[Opening Information given section]

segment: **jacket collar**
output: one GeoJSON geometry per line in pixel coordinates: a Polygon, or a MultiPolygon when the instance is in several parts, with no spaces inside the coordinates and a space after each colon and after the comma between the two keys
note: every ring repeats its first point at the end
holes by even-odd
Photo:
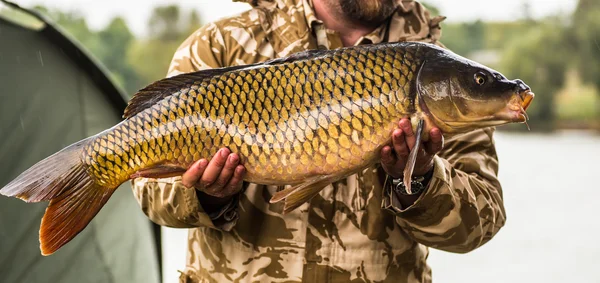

[Closing Information given section]
[Opening Information given section]

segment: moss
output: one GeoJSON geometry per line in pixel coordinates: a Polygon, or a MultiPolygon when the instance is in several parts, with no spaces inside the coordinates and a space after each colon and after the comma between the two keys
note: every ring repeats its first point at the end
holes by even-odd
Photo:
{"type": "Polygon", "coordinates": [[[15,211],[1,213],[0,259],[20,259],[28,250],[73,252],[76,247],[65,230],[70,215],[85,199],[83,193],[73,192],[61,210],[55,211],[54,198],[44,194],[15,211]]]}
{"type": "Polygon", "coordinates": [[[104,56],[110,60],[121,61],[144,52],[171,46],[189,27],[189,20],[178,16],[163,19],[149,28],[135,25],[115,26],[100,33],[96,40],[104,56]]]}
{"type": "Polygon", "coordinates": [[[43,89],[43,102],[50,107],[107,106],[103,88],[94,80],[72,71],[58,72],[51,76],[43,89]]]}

[Closing Information given section]

(Directions): Across all the entries above, how many lines hold the word "segment"? Answer with the number only.

(Answer section): 2